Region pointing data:
--- --- ---

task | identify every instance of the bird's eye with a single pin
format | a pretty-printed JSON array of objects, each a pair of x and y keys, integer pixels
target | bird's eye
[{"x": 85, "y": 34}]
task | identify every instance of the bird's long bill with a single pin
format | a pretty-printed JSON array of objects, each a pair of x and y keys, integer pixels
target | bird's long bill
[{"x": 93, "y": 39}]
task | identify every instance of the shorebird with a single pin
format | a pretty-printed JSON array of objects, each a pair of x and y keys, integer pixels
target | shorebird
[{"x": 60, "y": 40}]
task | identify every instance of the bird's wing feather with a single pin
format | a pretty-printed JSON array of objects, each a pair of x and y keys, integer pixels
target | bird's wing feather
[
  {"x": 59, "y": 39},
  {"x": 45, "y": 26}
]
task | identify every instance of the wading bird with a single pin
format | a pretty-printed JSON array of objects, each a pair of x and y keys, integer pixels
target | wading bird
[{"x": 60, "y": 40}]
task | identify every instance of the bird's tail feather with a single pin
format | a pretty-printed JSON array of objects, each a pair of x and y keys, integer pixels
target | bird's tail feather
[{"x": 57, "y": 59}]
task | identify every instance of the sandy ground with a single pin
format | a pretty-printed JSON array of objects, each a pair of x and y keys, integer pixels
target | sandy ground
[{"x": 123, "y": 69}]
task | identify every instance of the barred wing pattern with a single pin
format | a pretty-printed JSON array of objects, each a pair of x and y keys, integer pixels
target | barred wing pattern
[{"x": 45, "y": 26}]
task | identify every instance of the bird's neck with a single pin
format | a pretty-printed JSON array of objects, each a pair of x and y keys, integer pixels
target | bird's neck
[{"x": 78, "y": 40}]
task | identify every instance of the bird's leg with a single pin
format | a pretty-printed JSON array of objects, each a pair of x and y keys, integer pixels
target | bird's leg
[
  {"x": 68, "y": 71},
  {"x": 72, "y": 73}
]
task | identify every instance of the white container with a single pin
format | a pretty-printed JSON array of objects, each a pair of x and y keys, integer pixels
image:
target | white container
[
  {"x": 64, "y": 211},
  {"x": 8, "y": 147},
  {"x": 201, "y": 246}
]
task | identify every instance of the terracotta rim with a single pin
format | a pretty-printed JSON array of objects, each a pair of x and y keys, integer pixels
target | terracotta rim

--- --- ---

• **TASK BRIEF**
Every line of the data above is to be copied out exactly.

• **THE COMPLETED TASK**
task | identify every instance of the bird's eye with a single pin
format | a pretty-printed JSON array of objects, each a pair of x and y keys, integer pixels
target | bird's eye
[{"x": 85, "y": 34}]
task | identify every instance of the bird's long bill with a single pin
format | a pretty-printed JSON array of objects, each a pair of x and y keys, integer pixels
target | bird's long bill
[{"x": 93, "y": 39}]
task | identify every instance of the shorebird with a single pin
format | a pretty-printed JSON array of objects, each a pair of x and y keys, integer pixels
target | shorebird
[{"x": 60, "y": 40}]
task | identify every instance of the bird's wing feather with a single pin
format | a pretty-printed JSON array of objects, each a pair of x and y keys, integer pixels
target | bird's wing feather
[
  {"x": 59, "y": 39},
  {"x": 45, "y": 26}
]
task | identify every instance of the wading bird with a single pin
format | a pretty-printed JSON array of objects, each a pair of x and y keys, integer pixels
target | wading bird
[{"x": 60, "y": 40}]
task | identify every instance of the bird's tail feather with a single pin
format | a pretty-printed JSON array of objects, each a pair of x and y keys, integer pixels
target | bird's tail feather
[{"x": 57, "y": 59}]
task | identify every instance of the sandy ground with a single pin
format | a pretty-printed JSON array of objects, each a pair of x and y keys, integer pixels
target | sandy ground
[{"x": 123, "y": 69}]
task | identify every instance of the barred wing pattern with a single pin
format | a pretty-printed JSON array of objects, each a pair of x and y keys, integer pixels
target | barred wing pattern
[{"x": 45, "y": 26}]
task | identify every instance of the bird's neck with a single pin
format | a pretty-printed JSON array of objects, each a pair of x and y keys, integer pixels
target | bird's neck
[{"x": 78, "y": 40}]
task | identify every instance of the bird's leg with a single pin
format | a pretty-printed JSON array of objects, each a pair of x and y keys, integer pixels
target | bird's leg
[
  {"x": 68, "y": 71},
  {"x": 72, "y": 73}
]
task | identify every instance of the white container with a single pin
format | a pretty-printed JSON array of objects, each a pair of x and y keys, integer pixels
image:
target | white container
[
  {"x": 64, "y": 211},
  {"x": 8, "y": 147},
  {"x": 201, "y": 246}
]
task | identify every instance of the terracotta rim with a single pin
format | a pretty-printed JSON array of objects, each a pair of x and y keys, integer pixels
target | terracotta rim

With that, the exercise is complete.